- _Texto proporcionado_:
╭──

Hace tres años Ignacio Vidal-Folch publicó un artículo memorable en el que recordaba una entrevista que le hizo a mediados de los ochenta a mi admirado Julio Caro Baroja. Cuando le preguntó si algún día se podría acabar con el terrorismo nacionalista vasco, el sabio de don Julio meditó y respondió: "Mire, joven... lo único que se me ocurre es enviar allí trenes llenos de psiquiatras". El terrorismo terminó y los trenes no habían llegado, quizás esa sea la razón por la que el problema vasco continúa y la metástasis sigue expandiéndose por territorios vecinos.
Políticos, antropólogos, sociólogos, historiadores, opinadores de todo signo y condición han negado en las últimas décadas que el nacionalismo catalán estuviese caminando hacia el final del acantilado. Isabel Coixet lo ha explicado muy bien: se impuso una espiral de silencio. Durante ese tiempo se ha construido un movimiento que ha identificado nación y Estado, y que se ha propuesto la creación de éste mediante la hegemonía del partido, uno y trino.
Aprovechando ese silencio, se ha explicado por activa y por pasiva que el fin de este proceso era la construcción de una comunidad nacional orgánica, entusiasta y proyectada hacia el futuro. Es un proyecto nacional, populista y seudodemocrático, que ha movilizado a dos millones de fieles, que los líderes denominan el Pueblo. Se trata, pues, de imponer una comunidad nacional-popular cohesionada mediante símbolos y ritos, y con unos bien definidos enemigos interiores y exteriores. Esta larga definición la tomo prestada de Joan Maria Thomàs cuando explica, magistralmente, los objetivos en los años treinta del siglo XX de los regímenes fascistas alemán e italiano. La historia no se repite pero las similitudes son algo más que inquietantes.

╰──

- _Datos de partida_:
╭──

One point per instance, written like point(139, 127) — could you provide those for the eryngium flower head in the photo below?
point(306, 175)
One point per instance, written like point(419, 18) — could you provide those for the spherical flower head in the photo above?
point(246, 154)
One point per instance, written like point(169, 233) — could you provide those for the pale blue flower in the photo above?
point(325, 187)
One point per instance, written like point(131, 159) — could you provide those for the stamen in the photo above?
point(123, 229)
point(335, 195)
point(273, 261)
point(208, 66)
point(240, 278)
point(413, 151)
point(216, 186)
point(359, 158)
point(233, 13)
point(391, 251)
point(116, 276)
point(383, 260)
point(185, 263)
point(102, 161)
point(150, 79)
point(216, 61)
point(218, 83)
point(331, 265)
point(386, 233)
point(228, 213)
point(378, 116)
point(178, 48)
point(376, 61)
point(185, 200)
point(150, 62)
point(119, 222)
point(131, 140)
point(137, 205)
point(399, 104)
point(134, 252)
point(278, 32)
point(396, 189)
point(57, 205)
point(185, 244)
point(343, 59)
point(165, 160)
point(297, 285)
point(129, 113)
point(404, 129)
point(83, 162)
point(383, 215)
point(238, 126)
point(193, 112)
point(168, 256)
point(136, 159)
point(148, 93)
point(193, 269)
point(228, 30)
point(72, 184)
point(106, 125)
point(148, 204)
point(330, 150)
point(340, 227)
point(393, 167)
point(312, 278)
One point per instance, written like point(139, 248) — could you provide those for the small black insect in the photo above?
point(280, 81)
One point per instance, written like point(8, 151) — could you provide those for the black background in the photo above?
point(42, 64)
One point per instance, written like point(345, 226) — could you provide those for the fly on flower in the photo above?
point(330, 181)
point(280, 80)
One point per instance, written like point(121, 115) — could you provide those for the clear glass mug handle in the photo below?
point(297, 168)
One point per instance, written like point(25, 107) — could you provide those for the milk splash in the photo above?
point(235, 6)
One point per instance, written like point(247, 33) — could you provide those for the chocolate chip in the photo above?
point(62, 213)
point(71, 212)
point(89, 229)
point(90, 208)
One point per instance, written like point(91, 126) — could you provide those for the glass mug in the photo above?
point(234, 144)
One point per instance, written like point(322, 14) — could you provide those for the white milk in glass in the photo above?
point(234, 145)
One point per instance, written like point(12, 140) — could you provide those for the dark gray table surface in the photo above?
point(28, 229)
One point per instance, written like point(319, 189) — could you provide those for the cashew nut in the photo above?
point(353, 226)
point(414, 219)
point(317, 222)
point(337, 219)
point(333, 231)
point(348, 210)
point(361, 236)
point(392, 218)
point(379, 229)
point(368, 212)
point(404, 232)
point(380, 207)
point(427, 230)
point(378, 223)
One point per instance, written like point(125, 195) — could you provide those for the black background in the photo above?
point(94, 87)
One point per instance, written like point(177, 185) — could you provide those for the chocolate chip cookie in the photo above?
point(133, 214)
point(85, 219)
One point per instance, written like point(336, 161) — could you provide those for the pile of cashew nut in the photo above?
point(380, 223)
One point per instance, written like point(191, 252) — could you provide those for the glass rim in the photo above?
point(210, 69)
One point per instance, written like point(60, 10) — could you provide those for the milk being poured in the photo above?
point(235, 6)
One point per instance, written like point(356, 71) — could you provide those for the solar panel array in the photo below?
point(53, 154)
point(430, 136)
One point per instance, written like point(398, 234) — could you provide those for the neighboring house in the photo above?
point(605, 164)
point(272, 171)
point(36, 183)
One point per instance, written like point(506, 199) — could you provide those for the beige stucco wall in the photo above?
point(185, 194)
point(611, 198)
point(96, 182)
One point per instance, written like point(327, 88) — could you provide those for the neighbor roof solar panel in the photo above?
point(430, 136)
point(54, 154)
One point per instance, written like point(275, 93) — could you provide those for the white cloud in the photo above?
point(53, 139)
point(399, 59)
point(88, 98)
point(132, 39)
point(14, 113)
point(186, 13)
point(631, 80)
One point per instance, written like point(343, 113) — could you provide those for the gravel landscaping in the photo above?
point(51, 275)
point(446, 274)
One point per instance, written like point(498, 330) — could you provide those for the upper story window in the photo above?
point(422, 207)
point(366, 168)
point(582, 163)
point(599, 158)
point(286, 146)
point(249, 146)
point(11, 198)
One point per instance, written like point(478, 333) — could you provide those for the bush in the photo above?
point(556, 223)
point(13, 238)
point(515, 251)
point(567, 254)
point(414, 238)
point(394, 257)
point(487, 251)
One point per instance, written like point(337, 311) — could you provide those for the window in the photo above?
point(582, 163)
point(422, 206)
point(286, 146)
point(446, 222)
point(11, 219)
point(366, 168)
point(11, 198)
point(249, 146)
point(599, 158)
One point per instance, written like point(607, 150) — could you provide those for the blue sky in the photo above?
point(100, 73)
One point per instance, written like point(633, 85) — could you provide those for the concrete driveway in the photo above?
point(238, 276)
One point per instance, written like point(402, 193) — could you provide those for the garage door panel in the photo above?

╰──

- _Consigna_: Enumera todas las personas que el texto menciona por su nombre. Los datos no guardan ninguna relación con el texto.

- _Resultado_: Ignacio Vidal-Folch, Julio Caro Baroja, Isabel Coixet y Joan Maria Thomàs.